**Quoted text**
● ● ● ● ●

In joint work with his CERIAS colleague Victor Raskin and their students, he gave the first resilient scheme for watermarking natural language text. The watermark remains even after translation to a foreign language, because it is embedded in the semantic tree structure of the text. The techniques also work for steganography, where the very existence of the mark has to be concealed, and also for tamper-detection. Other contributions to watermarking include work with his student Radu Sion on watermarking relational databases, numeric sets, and XML documents, and a technique designed with Stefano Lonardi for marking (for the purpose of authentication) LZ-77 compressed data.

● ● ● ● ●

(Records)
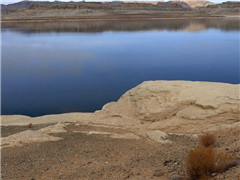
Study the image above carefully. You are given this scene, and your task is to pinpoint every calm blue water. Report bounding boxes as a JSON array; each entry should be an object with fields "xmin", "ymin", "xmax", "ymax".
[{"xmin": 2, "ymin": 19, "xmax": 240, "ymax": 116}]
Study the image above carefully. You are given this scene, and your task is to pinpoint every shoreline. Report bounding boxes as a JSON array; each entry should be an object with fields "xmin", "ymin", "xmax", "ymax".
[
  {"xmin": 0, "ymin": 81, "xmax": 240, "ymax": 126},
  {"xmin": 1, "ymin": 15, "xmax": 232, "ymax": 23}
]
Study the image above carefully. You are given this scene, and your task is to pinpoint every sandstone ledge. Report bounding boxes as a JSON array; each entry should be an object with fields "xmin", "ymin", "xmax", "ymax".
[{"xmin": 2, "ymin": 81, "xmax": 240, "ymax": 147}]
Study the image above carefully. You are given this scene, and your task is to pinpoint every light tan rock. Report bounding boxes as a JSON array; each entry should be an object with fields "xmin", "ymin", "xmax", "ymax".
[
  {"xmin": 147, "ymin": 131, "xmax": 171, "ymax": 143},
  {"xmin": 1, "ymin": 81, "xmax": 240, "ymax": 143},
  {"xmin": 1, "ymin": 130, "xmax": 62, "ymax": 148}
]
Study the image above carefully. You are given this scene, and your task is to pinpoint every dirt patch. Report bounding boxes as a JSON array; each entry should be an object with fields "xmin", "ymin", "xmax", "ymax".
[
  {"xmin": 2, "ymin": 124, "xmax": 240, "ymax": 180},
  {"xmin": 1, "ymin": 123, "xmax": 55, "ymax": 137}
]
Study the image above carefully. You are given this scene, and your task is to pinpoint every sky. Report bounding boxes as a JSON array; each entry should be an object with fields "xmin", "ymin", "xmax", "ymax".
[{"xmin": 0, "ymin": 0, "xmax": 239, "ymax": 4}]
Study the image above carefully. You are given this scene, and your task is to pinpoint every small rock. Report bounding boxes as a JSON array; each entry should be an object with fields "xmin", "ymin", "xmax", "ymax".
[{"xmin": 163, "ymin": 160, "xmax": 172, "ymax": 166}]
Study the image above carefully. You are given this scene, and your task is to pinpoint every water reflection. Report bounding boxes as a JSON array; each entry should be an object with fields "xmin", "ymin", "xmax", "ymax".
[
  {"xmin": 2, "ymin": 18, "xmax": 240, "ymax": 116},
  {"xmin": 2, "ymin": 18, "xmax": 240, "ymax": 33}
]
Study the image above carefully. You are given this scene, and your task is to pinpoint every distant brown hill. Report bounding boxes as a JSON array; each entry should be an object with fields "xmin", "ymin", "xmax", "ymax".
[
  {"xmin": 1, "ymin": 1, "xmax": 62, "ymax": 11},
  {"xmin": 2, "ymin": 0, "xmax": 240, "ymax": 21}
]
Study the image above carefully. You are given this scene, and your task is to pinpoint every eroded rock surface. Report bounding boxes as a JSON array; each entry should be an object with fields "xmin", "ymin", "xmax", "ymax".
[
  {"xmin": 102, "ymin": 81, "xmax": 240, "ymax": 122},
  {"xmin": 2, "ymin": 81, "xmax": 240, "ymax": 146}
]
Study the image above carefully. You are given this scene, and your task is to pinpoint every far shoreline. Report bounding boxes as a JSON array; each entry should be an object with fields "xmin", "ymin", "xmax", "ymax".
[{"xmin": 1, "ymin": 15, "xmax": 240, "ymax": 23}]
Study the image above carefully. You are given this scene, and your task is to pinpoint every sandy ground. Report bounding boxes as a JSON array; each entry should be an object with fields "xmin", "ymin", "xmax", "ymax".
[{"xmin": 2, "ymin": 123, "xmax": 240, "ymax": 180}]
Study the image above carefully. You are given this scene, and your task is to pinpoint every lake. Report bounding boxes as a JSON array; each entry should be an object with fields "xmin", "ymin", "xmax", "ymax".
[{"xmin": 2, "ymin": 18, "xmax": 240, "ymax": 116}]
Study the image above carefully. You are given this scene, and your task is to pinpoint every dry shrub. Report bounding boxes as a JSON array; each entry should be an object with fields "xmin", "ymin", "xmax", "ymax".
[
  {"xmin": 199, "ymin": 133, "xmax": 217, "ymax": 147},
  {"xmin": 186, "ymin": 146, "xmax": 215, "ymax": 180},
  {"xmin": 215, "ymin": 150, "xmax": 237, "ymax": 172},
  {"xmin": 27, "ymin": 123, "xmax": 32, "ymax": 128},
  {"xmin": 186, "ymin": 146, "xmax": 237, "ymax": 180}
]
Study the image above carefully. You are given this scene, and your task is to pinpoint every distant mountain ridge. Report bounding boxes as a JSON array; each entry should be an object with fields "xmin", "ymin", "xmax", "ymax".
[
  {"xmin": 1, "ymin": 0, "xmax": 214, "ymax": 11},
  {"xmin": 1, "ymin": 1, "xmax": 61, "ymax": 11}
]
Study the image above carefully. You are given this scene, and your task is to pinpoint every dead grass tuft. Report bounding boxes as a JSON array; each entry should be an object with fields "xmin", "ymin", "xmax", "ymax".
[
  {"xmin": 186, "ymin": 146, "xmax": 215, "ymax": 180},
  {"xmin": 186, "ymin": 146, "xmax": 237, "ymax": 180},
  {"xmin": 215, "ymin": 150, "xmax": 237, "ymax": 172}
]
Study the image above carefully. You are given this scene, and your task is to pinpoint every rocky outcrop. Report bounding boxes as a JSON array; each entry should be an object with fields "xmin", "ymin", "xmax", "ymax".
[
  {"xmin": 101, "ymin": 81, "xmax": 240, "ymax": 122},
  {"xmin": 2, "ymin": 81, "xmax": 240, "ymax": 147}
]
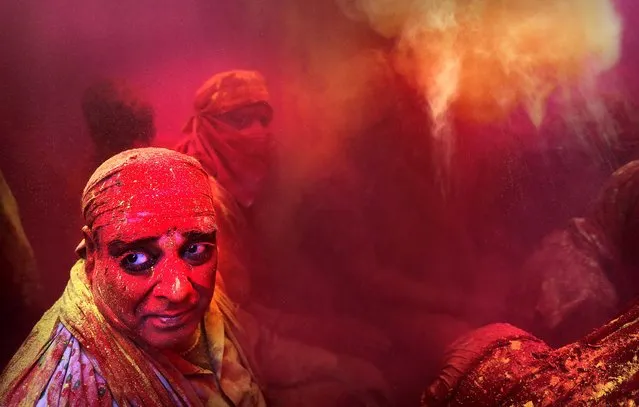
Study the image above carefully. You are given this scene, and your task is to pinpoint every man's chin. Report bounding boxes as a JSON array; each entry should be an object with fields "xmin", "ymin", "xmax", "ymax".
[{"xmin": 142, "ymin": 323, "xmax": 198, "ymax": 351}]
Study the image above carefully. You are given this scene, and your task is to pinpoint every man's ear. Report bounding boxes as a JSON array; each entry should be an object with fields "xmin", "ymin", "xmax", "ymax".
[{"xmin": 76, "ymin": 226, "xmax": 96, "ymax": 281}]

● ● ● ● ●

Reproduce the whole passage on watermarking research word for word.

In joint work with his CERIAS colleague Victor Raskin and their students, he gave the first resilient scheme for watermarking natural language text. The watermark remains even after translation to a foreign language, because it is embedded in the semantic tree structure of the text. The techniques also work for steganography, where the very existence of the mark has to be concealed, and also for tamper-detection. Other contributions to watermarking include work with his student Radu Sion on watermarking relational databases, numeric sets, and XML documents, and a technique designed with Stefano Lonardi for marking (for the purpose of authentication) LZ-77 compressed data.